#### [Data under study]
☆ ☆ ☆ ☆

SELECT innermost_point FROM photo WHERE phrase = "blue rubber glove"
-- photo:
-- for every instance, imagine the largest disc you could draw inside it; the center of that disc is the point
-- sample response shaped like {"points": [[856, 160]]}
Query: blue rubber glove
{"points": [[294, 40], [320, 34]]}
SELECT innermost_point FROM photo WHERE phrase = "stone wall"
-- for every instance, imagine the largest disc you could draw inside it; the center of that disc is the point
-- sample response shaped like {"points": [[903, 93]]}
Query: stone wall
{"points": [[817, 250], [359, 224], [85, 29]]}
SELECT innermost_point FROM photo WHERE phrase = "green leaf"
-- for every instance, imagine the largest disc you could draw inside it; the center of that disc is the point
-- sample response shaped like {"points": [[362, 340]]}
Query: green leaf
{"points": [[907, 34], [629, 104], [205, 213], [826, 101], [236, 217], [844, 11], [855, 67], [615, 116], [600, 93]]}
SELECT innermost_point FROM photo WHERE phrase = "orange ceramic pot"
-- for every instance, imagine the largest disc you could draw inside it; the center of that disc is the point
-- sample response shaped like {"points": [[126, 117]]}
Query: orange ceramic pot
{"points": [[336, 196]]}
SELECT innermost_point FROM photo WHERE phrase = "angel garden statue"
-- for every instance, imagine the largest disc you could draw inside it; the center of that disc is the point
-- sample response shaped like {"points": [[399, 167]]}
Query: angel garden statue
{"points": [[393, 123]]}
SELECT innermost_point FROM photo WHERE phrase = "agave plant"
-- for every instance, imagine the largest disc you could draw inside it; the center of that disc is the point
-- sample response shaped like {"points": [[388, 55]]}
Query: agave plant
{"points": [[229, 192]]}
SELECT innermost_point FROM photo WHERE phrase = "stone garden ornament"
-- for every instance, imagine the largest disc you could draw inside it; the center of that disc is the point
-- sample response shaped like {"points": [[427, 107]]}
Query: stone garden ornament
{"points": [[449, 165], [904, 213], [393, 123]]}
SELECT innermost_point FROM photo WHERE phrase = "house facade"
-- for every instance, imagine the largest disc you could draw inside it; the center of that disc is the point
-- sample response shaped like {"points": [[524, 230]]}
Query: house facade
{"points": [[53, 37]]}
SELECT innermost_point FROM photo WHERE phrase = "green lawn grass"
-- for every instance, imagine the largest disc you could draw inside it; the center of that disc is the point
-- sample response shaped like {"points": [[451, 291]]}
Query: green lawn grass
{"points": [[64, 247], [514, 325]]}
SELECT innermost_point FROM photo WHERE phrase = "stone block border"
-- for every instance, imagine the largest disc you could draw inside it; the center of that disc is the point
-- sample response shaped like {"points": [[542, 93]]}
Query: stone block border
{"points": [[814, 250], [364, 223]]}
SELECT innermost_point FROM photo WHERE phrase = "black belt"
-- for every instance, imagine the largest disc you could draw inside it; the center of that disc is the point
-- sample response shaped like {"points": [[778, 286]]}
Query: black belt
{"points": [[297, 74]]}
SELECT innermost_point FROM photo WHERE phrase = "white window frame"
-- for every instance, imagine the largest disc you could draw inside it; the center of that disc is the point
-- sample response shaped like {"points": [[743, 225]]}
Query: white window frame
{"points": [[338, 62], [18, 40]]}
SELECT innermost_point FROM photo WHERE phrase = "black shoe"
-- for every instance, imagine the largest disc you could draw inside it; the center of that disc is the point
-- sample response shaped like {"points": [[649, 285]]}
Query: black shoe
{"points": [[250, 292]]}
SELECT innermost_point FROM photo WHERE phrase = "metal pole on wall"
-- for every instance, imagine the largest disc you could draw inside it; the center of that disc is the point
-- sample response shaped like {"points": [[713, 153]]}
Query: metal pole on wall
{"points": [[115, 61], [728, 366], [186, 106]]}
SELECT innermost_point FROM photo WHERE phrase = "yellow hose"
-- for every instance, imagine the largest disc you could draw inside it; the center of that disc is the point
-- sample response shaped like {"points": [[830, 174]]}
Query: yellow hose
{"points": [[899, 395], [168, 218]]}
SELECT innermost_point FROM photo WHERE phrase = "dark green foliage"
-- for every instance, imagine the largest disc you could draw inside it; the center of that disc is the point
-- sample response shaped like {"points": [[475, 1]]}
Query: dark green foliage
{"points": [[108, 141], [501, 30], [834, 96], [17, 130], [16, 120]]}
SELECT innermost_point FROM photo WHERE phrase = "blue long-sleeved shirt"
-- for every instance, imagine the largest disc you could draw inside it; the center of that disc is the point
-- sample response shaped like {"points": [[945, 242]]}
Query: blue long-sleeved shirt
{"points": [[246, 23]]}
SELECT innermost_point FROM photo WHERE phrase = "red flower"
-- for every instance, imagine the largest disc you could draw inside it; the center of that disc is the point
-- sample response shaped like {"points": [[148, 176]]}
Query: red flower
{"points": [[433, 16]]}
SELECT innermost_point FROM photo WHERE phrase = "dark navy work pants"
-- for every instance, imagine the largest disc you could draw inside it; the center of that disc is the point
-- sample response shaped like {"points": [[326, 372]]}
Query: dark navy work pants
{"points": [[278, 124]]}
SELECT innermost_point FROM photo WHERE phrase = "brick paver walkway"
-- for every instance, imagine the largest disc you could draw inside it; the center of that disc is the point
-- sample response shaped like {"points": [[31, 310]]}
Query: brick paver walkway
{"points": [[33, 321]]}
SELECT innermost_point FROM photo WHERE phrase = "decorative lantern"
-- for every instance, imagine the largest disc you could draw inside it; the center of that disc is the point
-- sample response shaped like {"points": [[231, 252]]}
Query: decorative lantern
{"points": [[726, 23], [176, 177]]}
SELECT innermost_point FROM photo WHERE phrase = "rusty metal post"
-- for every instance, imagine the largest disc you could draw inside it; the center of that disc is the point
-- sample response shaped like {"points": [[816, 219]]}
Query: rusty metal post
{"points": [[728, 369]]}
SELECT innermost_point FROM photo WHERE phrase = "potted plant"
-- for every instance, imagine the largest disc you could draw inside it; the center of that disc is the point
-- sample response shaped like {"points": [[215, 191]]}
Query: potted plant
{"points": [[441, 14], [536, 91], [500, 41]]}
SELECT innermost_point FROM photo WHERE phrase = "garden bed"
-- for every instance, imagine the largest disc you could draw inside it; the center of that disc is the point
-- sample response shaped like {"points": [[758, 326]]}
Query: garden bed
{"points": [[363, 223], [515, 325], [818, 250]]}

☆ ☆ ☆ ☆

#### [What is required]
Every record shown above must be echoed exactly.

#### [Exercise response]
SELECT innermost_point FROM photo WHERE phrase = "blue rubber glove"
-- photo:
-- for every instance, imagine the largest disc you could draw inside it; the center of that disc is the point
-- sample response shaped like {"points": [[856, 160]]}
Query: blue rubber glove
{"points": [[294, 40], [320, 34]]}
SELECT innermost_point FROM photo WHERE phrase = "stone wall"
-- for every instance, imagine the largest disc you could draw inside it; the center of that disc is the point
-- sample response shaped like {"points": [[903, 93]]}
Query: stone wall
{"points": [[817, 250], [359, 224], [85, 29]]}
SELECT innermost_point FROM photo WHERE phrase = "green leaf"
-- for every instance, imagine the largest disc you could draw inside it; the center of that disc is the point
-- sample response shaped like {"points": [[362, 340]]}
Query: green leaf
{"points": [[907, 34], [629, 104], [205, 213], [826, 101], [236, 217], [844, 11], [855, 67], [615, 116], [600, 93]]}
SELECT innermost_point FROM photo WHERE phrase = "orange ceramic pot"
-- for every instance, imagine the largest disc you could draw inside it; the center of that disc is the point
-- sample response shaped like {"points": [[126, 117]]}
Query: orange ceramic pot
{"points": [[336, 196]]}
SELECT innermost_point FROM photo WHERE phrase = "angel garden statue"
-- for every instance, imagine the largest disc you could draw inside it; the center of that disc is the point
-- sample response shaped like {"points": [[399, 167]]}
Query: angel garden statue
{"points": [[393, 123]]}
SELECT innermost_point FROM photo WHERE phrase = "agave plant"
-- for every instance, imagine the largest disc you could draw inside it; the center of that disc is the point
-- sample response shaped like {"points": [[388, 55]]}
Query: agave plant
{"points": [[229, 192]]}
SELECT innermost_point FROM photo WHERE phrase = "stone garden ornament"
-- for every instance, imagine the largest disc you could draw inside it; the center of that disc is the point
-- sample response shaped like {"points": [[427, 107]]}
Query: stone garden ornament
{"points": [[449, 165], [904, 213], [393, 123]]}
SELECT innermost_point FROM photo WHERE phrase = "house facade"
-- for every instance, imagine the largest disc you could draw inside it; the center of that disc is the point
-- sample response shaped like {"points": [[524, 230]]}
Query: house facade
{"points": [[53, 37]]}
SELECT innermost_point FROM photo WHERE phrase = "green lawn grass"
-- for every instance, imagine the largest disc you could draw inside it; the center of that disc is the point
-- sample response shaped like {"points": [[451, 291]]}
Query: green lawn grass
{"points": [[64, 247], [514, 325]]}
SELECT innermost_point FROM photo WHERE phrase = "stone block border"
-- for every instance, imagine the largest disc you could draw inside it; the center of that disc is the point
-- sample response shaped like {"points": [[542, 93]]}
Query: stone block border
{"points": [[814, 250], [364, 223]]}
SELECT innermost_point FROM photo WHERE phrase = "black belt"
-- for every instance, imagine the largest disc you could draw inside it; the center of that disc is the point
-- sample response shaped like {"points": [[778, 286]]}
Query: black belt
{"points": [[297, 74]]}
SELECT innermost_point FROM photo WHERE phrase = "white window frame"
-- for every instance, imagine the largest disc you could draw inside it; the center of that disc is the point
-- sample response shaped like {"points": [[743, 225]]}
Query: white window frame
{"points": [[338, 62], [18, 40]]}
SELECT innermost_point FROM photo WHERE phrase = "black shoe"
-- for every instance, imagine the largest disc you could draw inside it; the center of that disc is the point
-- sample response shaped like {"points": [[649, 285]]}
Query: black shoe
{"points": [[250, 292]]}
SELECT innermost_point FROM photo WHERE phrase = "metal pole on wall"
-- for every instance, imagine the largest disc you could draw inside it; the center of that disc is the point
-- sample response shaped like {"points": [[713, 153]]}
Query: metal pole on wall
{"points": [[115, 61], [728, 366], [186, 106]]}
SELECT innermost_point FROM photo WHERE phrase = "yellow hose"
-- for every instance, imagine the largest disc you could draw inside it; the center of that disc is the point
-- sample response shaped like {"points": [[830, 174]]}
Query: yellow hose
{"points": [[899, 395], [168, 218]]}
SELECT innermost_point FROM photo WHERE phrase = "dark green foliage"
-- for every instance, imagine the largest disc you could draw inside it; the center of that disc is the point
-- sample response shaped like {"points": [[475, 1]]}
Query: dark green foliage
{"points": [[108, 141], [501, 30], [834, 96], [17, 130], [16, 120]]}
SELECT innermost_point FROM photo WHERE phrase = "blue long-sleeved shirt"
-- for every instance, imagine the largest disc you could draw inside it; the center of that disc is the point
-- sample response shaped like {"points": [[945, 242]]}
Query: blue long-sleeved shirt
{"points": [[246, 23]]}
SELECT innermost_point FROM photo WHERE phrase = "red flower"
-- for every instance, imagine the largest disc you could draw inside it; the center of that disc is the point
-- sample response shaped like {"points": [[148, 176]]}
Query: red flower
{"points": [[433, 16]]}
SELECT innermost_point FROM photo WHERE phrase = "dark navy work pants"
-- for every instance, imagine the largest disc you could draw inside it; the center of that disc is the point
-- sample response shaped like {"points": [[326, 372]]}
Query: dark navy work pants
{"points": [[278, 124]]}
SELECT innermost_point FROM photo WHERE phrase = "brick paver walkway"
-- for every instance, imagine the largest disc you could draw inside it; the center of that disc is the point
-- sample response shaped like {"points": [[31, 310]]}
Query: brick paver walkway
{"points": [[33, 321]]}
SELECT innermost_point FROM photo WHERE phrase = "decorative lantern"
-- for every instance, imagine the largest disc you could draw inside it; the center of that disc is the point
-- sample response shaped like {"points": [[231, 252]]}
Query: decorative lantern
{"points": [[726, 23], [176, 177]]}
SELECT innermost_point FROM photo WHERE phrase = "rusty metal post"
-- for every instance, imagine the largest disc you could draw inside it; the center of that disc is the point
-- sample response shaped like {"points": [[816, 219]]}
Query: rusty metal post
{"points": [[728, 369]]}
SELECT innermost_point FROM photo WHERE phrase = "potted plant"
-- for every instance, imagine the largest disc you could draw inside it; the center of that disc is the point
-- sample response shaped like {"points": [[215, 191]]}
Query: potted plant
{"points": [[441, 14], [536, 91], [500, 41]]}
SELECT innermost_point FROM photo WHERE phrase = "garden bed"
-- for every instance, imagine the largest disc you could draw inside it; the center of that disc is the point
-- sample response shaped like {"points": [[758, 326]]}
Query: garden bed
{"points": [[363, 223], [515, 325], [818, 250]]}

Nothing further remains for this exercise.